* [Material supplied]:
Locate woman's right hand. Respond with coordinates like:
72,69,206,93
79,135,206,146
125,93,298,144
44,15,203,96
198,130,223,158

* [Task prompt]: Retype every one of the entries above, line by line, without altering any character.

* [Right answer]:
Locate woman's right hand. Respond with coordinates like:
72,69,206,93
79,135,206,146
125,93,298,144
44,15,203,96
198,130,223,158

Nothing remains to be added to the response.